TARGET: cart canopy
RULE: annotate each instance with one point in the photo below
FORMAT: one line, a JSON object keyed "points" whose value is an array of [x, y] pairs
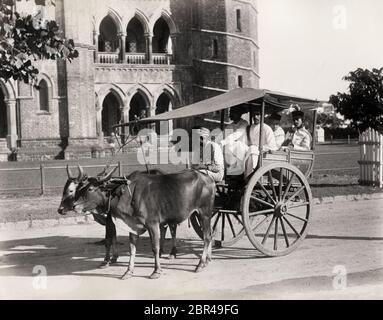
{"points": [[275, 101]]}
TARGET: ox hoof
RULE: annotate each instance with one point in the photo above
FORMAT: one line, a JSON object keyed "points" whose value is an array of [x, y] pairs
------------------------------------------------------------------------
Problem requirements
Keep the pictures out and write out the records exactly.

Answer below
TARGET: cart canopy
RULE: annotate each instance with one point in the photo below
FORMAT: one line, a JSON object keyed "points" whose value is an array of [x, y] pairs
{"points": [[275, 101]]}
TARGET: ox hoof
RULE: annotate each instance with one point in the photo above
FORMAT: one line, a JSON object keyed "points" whose value is an array of [x, y] pairs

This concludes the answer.